Fonte:
Dom Angélico Bernardino: “Eu não estava apoiando coisa nenhuma”

Bispo emérito de Blumenau afirma que participou de ato ecumênico em homenagem a Dona Marisa, e não de evento político

Primeiro bispo da Diocese de Blumenau, dom Angélico Sândalo Bernardino envolveu-se em polêmica no último sábado ao subir num palanque para uma celebração ecumênica em homenagem à ex-primeira-dama Marisa Letícia. Criticado internamente, pelo arcebispo de São Paulo, e externamente, Bernardino foi acusado de instrumentalizar politicamente a religião.

Na entrevista abaixo, o bispo emérito nega que tenha apoiado o Partido dos Trabalhadores ou o ex-presidente Luiz Inácio Lula da Silva no evento em São Bernardo do Campo (SP). Diz que foi atender a um pedido de uma família amiga. Confira:

O Município Blumenau – Política e religião podem se misturar?
Dom Angélico Sândalo Bernardino – Todo ato é político. Agora, não é partidário. A religião exerce a missão de ser o cristianismo, uma presença do amor de Deus no mundo. Jesus pregou que Deus é nosso pai, e portanto somos irmãos. Qualquer diferença de religião, de raça, de condição… Se somos irmãos, precisamos nos amar. E o amor no concreto, que todos tenham trabalho, ganhem remunerado, tenha educação, saúde, habitação, transporte, terra para trabalhar, todos os bens que Deus destinou a toda humanidade devem ser usufruído por todos, e não por poucos.

Problema curto: Por favor, reescreva em forma de lista o parágrafo da fonte que começa com "Primeiro bispo da Diocese de Blumenau", mantendo seus fatos principais. Responda com base somente na fonte.

Trechos do material:
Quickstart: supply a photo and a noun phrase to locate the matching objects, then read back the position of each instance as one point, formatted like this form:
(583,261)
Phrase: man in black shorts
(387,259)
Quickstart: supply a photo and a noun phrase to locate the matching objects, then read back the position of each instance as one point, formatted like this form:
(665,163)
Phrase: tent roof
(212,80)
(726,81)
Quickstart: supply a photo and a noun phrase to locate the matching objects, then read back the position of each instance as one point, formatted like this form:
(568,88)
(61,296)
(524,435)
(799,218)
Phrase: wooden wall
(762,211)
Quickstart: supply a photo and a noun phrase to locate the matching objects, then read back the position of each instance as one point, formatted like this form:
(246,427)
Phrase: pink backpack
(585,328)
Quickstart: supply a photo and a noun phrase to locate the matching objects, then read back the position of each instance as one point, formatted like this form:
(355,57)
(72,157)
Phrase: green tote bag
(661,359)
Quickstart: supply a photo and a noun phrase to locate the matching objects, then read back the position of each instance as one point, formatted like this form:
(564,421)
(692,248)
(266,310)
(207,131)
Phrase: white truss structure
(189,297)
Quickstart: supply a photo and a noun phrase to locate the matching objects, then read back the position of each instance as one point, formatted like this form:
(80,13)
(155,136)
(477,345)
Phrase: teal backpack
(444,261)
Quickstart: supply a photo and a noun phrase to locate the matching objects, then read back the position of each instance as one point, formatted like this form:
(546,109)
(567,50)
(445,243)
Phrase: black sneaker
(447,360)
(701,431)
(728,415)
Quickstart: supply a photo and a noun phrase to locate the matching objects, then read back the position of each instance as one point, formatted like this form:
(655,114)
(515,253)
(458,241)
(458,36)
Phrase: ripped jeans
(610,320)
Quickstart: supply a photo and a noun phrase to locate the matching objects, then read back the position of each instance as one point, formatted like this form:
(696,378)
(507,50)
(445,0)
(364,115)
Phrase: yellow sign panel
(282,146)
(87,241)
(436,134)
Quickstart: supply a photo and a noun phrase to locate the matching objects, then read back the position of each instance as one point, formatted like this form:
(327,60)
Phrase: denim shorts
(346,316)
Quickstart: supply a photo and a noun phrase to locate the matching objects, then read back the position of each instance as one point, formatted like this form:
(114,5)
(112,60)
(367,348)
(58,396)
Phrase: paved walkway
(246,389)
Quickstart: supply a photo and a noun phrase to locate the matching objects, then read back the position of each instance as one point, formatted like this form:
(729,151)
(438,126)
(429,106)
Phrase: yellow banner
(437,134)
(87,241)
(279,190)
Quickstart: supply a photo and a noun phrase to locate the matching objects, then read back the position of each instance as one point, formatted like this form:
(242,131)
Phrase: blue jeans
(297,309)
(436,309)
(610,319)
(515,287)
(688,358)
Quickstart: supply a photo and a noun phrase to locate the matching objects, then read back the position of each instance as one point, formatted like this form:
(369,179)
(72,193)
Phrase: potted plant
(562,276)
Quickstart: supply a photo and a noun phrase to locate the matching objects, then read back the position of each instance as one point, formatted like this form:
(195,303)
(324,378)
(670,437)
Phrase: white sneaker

Resultado do exercício:
- Dom Angélico Sândalo Bernardino foi o primeiro bispo da Diocese de Blumenau.
- No último sábado, ele se envolveu em polêmica ao subir num palanque para uma celebração ecumênica em homenagem à ex-primeira-dama Marisa Letícia.
- Foi criticado internamente, pelo arcebispo de São Paulo, e também externamente.
- Foi acusado de instrumentalizar politicamente a religião.